Your objective » Within the entries below, find the portion that opens with the line containing "Where can the player wearing" and closes with the line containing "Where can the white lettering". Retype that portion exactly and only.

Records from a data source »
------------------------------------------------------------------------

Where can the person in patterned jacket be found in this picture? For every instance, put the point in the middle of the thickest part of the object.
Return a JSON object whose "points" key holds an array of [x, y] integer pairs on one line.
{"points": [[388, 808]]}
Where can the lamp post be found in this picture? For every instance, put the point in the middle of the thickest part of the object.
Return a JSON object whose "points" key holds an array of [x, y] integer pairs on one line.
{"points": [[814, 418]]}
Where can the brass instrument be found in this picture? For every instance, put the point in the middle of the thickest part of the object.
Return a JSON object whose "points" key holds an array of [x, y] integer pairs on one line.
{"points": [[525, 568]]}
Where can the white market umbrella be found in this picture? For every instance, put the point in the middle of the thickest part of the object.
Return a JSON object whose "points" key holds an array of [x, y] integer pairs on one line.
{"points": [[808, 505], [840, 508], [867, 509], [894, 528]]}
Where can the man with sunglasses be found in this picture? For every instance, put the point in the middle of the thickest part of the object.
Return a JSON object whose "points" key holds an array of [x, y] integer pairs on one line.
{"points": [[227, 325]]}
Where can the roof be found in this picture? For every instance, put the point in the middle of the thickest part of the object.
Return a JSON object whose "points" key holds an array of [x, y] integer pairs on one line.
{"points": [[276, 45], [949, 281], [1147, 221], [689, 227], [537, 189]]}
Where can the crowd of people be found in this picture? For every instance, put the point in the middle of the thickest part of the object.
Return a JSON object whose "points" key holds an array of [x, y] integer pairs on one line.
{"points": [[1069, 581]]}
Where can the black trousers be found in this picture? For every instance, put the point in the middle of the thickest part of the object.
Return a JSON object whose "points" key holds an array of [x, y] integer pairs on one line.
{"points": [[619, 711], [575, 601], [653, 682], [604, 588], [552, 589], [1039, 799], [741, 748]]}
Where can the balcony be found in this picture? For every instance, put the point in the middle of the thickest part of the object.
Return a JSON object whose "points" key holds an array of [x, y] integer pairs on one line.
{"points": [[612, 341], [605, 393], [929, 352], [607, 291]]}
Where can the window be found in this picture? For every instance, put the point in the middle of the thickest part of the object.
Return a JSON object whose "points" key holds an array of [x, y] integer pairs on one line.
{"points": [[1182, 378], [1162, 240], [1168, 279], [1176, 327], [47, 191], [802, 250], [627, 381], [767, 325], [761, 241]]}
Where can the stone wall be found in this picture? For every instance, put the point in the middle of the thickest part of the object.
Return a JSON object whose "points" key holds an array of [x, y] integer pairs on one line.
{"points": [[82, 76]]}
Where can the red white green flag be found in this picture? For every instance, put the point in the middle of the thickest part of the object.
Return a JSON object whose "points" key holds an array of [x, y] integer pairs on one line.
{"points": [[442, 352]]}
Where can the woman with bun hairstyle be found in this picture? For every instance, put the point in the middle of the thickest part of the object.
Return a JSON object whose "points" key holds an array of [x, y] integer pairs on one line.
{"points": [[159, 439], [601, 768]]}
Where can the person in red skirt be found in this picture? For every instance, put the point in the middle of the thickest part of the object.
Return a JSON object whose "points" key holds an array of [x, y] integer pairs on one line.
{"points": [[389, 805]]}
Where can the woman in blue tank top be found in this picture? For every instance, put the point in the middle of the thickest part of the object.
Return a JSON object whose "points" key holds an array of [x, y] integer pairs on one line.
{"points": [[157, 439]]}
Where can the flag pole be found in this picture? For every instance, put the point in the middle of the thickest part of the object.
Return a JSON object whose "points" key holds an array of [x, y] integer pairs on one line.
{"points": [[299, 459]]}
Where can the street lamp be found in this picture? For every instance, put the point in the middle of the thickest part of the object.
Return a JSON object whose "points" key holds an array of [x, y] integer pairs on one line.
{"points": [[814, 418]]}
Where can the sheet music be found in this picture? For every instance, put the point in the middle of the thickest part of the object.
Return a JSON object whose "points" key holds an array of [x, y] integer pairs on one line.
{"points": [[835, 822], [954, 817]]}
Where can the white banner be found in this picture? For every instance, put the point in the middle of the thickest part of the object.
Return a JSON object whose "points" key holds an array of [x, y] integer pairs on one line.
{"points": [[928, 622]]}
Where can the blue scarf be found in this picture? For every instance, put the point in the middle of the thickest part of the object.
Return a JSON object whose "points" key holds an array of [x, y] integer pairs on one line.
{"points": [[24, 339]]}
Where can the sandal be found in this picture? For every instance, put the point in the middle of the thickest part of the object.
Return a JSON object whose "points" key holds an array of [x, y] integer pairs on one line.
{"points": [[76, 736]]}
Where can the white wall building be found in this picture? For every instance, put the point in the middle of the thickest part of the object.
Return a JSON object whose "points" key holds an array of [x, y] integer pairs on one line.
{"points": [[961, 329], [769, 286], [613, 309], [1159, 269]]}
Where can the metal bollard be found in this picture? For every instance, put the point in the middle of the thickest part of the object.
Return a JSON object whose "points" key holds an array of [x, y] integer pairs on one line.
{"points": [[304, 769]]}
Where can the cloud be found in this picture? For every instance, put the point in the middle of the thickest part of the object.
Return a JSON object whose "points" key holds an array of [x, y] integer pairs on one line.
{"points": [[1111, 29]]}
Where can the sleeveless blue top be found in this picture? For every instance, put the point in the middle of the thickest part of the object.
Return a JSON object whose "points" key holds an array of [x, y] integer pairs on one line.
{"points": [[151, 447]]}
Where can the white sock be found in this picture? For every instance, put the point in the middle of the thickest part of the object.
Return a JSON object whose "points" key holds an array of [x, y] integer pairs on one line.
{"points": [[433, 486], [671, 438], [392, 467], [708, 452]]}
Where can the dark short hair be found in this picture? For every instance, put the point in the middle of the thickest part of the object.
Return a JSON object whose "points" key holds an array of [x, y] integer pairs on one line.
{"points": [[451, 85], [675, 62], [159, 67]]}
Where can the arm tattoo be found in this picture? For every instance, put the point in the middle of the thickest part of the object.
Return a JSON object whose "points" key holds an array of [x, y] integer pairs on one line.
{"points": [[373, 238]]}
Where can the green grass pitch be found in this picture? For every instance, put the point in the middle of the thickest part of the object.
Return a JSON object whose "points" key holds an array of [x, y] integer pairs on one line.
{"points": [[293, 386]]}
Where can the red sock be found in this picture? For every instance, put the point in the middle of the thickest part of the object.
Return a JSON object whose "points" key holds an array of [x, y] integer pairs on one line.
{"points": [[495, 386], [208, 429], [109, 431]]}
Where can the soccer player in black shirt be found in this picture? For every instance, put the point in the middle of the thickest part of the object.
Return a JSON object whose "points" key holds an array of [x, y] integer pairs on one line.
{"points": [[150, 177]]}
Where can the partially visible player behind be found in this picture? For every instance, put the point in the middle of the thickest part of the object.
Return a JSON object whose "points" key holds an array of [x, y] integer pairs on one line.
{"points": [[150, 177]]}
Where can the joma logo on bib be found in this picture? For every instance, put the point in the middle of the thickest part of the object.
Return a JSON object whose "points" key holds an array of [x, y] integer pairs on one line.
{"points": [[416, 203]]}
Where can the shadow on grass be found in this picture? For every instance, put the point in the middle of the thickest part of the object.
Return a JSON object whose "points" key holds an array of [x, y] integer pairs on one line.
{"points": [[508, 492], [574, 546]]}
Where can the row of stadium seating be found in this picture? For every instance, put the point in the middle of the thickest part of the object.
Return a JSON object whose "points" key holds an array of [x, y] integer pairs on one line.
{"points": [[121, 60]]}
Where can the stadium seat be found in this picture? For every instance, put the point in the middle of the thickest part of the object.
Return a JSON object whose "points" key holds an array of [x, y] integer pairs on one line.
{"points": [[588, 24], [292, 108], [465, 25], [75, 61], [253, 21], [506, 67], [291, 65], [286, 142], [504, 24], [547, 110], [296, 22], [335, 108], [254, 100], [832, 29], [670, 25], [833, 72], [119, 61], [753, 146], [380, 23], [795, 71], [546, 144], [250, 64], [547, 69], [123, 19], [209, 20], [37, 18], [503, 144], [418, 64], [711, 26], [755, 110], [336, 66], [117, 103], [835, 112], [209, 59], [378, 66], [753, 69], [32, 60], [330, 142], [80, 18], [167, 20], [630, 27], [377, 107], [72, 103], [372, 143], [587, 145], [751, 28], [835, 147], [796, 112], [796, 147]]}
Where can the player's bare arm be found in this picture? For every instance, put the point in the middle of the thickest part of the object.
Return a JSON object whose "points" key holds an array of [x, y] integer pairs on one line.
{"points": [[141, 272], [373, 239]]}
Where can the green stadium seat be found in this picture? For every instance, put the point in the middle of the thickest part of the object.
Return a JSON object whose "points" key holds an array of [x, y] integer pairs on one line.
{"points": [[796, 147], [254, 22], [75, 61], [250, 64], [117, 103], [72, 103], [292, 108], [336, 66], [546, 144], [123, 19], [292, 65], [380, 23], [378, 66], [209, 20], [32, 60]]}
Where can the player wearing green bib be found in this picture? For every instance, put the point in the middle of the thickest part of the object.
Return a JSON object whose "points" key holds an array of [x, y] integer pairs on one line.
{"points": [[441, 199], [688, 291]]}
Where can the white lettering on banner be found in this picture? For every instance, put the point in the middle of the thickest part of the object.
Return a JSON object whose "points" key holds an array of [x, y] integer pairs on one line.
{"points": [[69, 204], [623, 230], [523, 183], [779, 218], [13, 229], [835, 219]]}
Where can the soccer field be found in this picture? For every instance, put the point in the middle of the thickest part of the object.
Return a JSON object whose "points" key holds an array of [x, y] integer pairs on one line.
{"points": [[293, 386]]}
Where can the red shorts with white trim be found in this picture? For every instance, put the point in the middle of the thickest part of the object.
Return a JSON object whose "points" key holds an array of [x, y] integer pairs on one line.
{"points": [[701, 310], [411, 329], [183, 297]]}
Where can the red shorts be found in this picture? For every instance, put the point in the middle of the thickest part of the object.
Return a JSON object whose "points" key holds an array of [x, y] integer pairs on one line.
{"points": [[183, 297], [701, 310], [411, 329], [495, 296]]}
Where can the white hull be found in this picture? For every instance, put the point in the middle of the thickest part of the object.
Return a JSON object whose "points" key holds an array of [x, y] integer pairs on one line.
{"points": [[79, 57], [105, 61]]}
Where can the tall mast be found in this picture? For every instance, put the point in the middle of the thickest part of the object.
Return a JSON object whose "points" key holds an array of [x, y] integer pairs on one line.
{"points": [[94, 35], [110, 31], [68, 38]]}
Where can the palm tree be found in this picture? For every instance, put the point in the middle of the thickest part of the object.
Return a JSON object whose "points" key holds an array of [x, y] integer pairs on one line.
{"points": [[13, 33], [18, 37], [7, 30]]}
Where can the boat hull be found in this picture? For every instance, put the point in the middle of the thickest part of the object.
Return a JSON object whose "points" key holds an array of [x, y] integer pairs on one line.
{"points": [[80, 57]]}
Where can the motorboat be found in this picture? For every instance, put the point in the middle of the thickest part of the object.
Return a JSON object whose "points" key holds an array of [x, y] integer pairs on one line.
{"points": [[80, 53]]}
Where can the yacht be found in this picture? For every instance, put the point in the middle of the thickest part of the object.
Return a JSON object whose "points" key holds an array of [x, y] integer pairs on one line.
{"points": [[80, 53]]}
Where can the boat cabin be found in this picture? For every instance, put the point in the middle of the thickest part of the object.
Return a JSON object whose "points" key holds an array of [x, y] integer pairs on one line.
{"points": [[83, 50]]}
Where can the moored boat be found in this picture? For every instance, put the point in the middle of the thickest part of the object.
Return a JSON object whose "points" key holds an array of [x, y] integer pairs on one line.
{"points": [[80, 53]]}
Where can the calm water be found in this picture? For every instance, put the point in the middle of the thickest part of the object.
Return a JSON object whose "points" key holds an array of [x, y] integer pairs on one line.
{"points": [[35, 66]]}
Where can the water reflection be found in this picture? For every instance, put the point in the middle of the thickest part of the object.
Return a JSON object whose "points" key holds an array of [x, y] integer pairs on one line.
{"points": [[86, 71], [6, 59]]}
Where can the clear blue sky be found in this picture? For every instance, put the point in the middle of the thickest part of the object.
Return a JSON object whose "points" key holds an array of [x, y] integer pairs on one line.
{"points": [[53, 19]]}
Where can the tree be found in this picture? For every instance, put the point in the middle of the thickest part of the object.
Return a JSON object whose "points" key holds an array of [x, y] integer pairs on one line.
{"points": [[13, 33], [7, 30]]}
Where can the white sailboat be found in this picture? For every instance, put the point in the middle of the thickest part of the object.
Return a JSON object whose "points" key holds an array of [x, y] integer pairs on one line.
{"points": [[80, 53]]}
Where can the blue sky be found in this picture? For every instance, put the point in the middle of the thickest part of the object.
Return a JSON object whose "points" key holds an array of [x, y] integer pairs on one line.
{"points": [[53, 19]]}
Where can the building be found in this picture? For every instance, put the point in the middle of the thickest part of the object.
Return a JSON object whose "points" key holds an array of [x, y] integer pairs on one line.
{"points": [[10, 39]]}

------------------------------------------------------------------------

Solution below »
Where can the player wearing green bib be found in this picture? For every instance, put the point in the middle of the thickest part of the object.
Return a JSON object whose "points" key holds an array of [x, y] integer pairs on one line.
{"points": [[441, 199], [688, 291]]}
Where can the white lettering on banner be found in this picture? For every instance, put the point in the middle of the thickest part of the object.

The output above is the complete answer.